*WORK INSTRUCTIONS:* Write out the whole listing again, exactly as given.

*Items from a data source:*
┄┄┄┄┄┄┄┄┄┄
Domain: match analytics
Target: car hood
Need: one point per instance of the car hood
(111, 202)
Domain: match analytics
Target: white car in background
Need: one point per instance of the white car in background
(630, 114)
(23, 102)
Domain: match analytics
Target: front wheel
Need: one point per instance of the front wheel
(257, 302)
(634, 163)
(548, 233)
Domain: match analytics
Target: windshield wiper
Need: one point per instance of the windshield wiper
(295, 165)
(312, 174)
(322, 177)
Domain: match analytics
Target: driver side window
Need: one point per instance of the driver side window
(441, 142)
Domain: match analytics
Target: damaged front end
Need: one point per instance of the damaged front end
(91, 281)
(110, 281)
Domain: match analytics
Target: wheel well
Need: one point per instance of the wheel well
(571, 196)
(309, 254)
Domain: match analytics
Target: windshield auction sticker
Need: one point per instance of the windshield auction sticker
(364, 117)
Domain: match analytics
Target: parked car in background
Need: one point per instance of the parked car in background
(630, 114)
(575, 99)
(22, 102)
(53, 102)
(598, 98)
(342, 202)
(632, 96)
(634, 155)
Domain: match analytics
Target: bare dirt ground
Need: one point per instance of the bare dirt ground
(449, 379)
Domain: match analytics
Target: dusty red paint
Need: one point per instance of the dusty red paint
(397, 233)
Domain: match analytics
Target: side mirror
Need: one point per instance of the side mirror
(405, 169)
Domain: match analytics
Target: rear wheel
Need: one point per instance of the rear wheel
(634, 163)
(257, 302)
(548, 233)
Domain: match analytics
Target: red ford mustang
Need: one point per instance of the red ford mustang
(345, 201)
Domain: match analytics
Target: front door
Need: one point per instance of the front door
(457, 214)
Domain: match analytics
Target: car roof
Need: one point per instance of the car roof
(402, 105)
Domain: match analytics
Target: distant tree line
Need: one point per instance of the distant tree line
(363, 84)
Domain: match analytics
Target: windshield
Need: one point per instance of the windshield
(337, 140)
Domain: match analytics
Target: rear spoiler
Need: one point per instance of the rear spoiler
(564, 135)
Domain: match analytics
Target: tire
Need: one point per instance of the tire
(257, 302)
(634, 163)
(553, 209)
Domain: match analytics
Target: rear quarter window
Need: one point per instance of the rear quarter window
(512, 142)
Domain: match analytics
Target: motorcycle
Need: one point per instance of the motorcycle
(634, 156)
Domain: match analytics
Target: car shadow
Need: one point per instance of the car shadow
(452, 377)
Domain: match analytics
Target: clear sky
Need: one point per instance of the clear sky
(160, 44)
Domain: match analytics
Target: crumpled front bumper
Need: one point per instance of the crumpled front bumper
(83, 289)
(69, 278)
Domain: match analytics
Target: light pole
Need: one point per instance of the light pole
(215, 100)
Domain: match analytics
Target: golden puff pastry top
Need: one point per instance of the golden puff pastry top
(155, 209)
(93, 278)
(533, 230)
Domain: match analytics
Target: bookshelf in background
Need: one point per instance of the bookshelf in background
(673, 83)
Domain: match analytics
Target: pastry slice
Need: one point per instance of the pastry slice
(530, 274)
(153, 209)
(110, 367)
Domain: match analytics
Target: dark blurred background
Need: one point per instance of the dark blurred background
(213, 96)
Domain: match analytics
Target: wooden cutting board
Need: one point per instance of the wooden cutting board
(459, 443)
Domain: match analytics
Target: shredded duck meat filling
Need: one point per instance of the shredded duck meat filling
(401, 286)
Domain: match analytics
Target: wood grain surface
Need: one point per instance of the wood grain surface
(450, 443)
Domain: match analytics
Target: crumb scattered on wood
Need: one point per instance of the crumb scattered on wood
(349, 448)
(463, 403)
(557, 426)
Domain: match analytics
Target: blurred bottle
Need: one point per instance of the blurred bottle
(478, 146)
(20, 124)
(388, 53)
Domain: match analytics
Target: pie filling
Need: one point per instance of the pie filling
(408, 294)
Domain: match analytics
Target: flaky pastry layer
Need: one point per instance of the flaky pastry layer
┄┄┄┄┄┄┄┄┄┄
*TASK RESPONSE:*
Domain: match analytics
Target: car hood
Need: one point per instance of the car hood
(111, 202)
Domain: match analytics
Target: white car in background
Need: one point per instance of the white car in background
(630, 114)
(23, 102)
Domain: match analytics
Target: front wheel
Need: one point per instance of the front wheel
(257, 302)
(634, 163)
(548, 233)
Domain: match analytics
Target: windshield wiper
Need: one point per instance of the windshield wiper
(295, 165)
(312, 174)
(322, 177)
Domain: match analytics
Target: driver side window
Need: one point per instance of the driver side window
(441, 142)
Domain: match analytics
Target: damaged front end
Need: one point per instance of the damaged front end
(91, 281)
(110, 281)
Domain: match analytics
Target: wheel well
Need: one point per instance of the wheel well
(571, 196)
(309, 254)
Domain: match analytics
Target: windshield auction sticker
Need: one point per instance of the windshield auction sticker
(364, 117)
Domain: match analytics
Target: parked car in background
Need: one point per instance of the parked car in background
(630, 114)
(575, 99)
(22, 102)
(53, 102)
(598, 98)
(342, 202)
(632, 96)
(634, 155)
Domain: match analytics
Target: bare dirt ground
Need: one point per instance of the bare dirt ground
(449, 379)
Domain: match analytics
Target: dusty red paint
Need: one point per instance of the dusty red paint
(397, 233)
Domain: match analytics
Target: side mirror
Need: one point per instance of the side mirror
(405, 169)
Domain: match analytics
Target: rear wheel
Need: one point per instance of the rear wheel
(634, 163)
(257, 302)
(548, 233)
Domain: match analytics
Target: red ford mustang
Need: one point per instance of the red ford mustang
(345, 201)
Domain: match analytics
Target: front door
Need: one point per instance of the front door
(457, 214)
Domain: match analytics
Target: car roof
Need: one point per instance of the car roof
(402, 105)
Domain: match analytics
Target: distant tree line
Need: one point per instance of the distant tree line
(363, 84)
Domain: match analytics
Target: windshield
Need: one point per instance of the windshield
(337, 140)
Domain: match analytics
Target: rear spoiler
Need: one point per instance of the rear spoiler
(564, 135)
Domain: match analytics
Target: tire
Need: one point per instance of the tire
(257, 302)
(634, 163)
(553, 209)
Domain: match analytics
Target: rear quarter window
Need: one point per instance of the rear quarter window
(512, 142)
Domain: match analytics
Target: motorcycle
Need: one point per instance of the motorcycle
(634, 156)
Domain: match analytics
Target: car shadow
Need: one point per instance of the car shadow
(452, 377)
Domain: match analytics
Target: clear sky
Need: one point per instance of the clear sky
(160, 44)
Domain: match analytics
Target: crumpled front bumper
Need: one point per instance of the crumpled front bumper
(83, 289)
(69, 278)
Domain: match analytics
Target: light pole
Need: one point per instance of the light pole
(215, 100)
Domain: match analytics
Target: golden puff pastry top
Need: one point per instance of the golden puff pastry top
(155, 209)
(93, 278)
(533, 230)
Domain: match analytics
Target: bookshelf in background
Need: one point per instance of the bookshelf in background
(673, 83)
Domain: match analytics
Target: pastry slice
Need: one point per instance of the pastry slice
(530, 274)
(153, 209)
(110, 367)
Domain: match analytics
Target: dark blurred background
Need: one point per instance of the dark blurred background
(213, 96)
Domain: match analytics
Target: wooden cutting board
Need: one point per instance of the wooden cutting board
(459, 443)
Domain: match analytics
Target: shredded duck meat filling
Need: one point per instance of the shredded duck meat filling
(401, 286)
Domain: match analytics
Target: wood grain surface
Need: one point per instance of the wood grain surface
(450, 443)
Domain: match analytics
Target: crumb scattered on wood
Need: one point per instance of the crumb scattered on wood
(349, 448)
(463, 403)
(557, 426)
Domain: match analytics
Target: blurred bottle
Need: one point per instance of the blurred bottle
(478, 146)
(20, 124)
(388, 53)
Domain: match analytics
Target: pie filling
Need: one point per instance of the pie filling
(408, 294)
Domain: match analytics
Target: flaky pastry layer
Need: one point per instance of the flaky pastry layer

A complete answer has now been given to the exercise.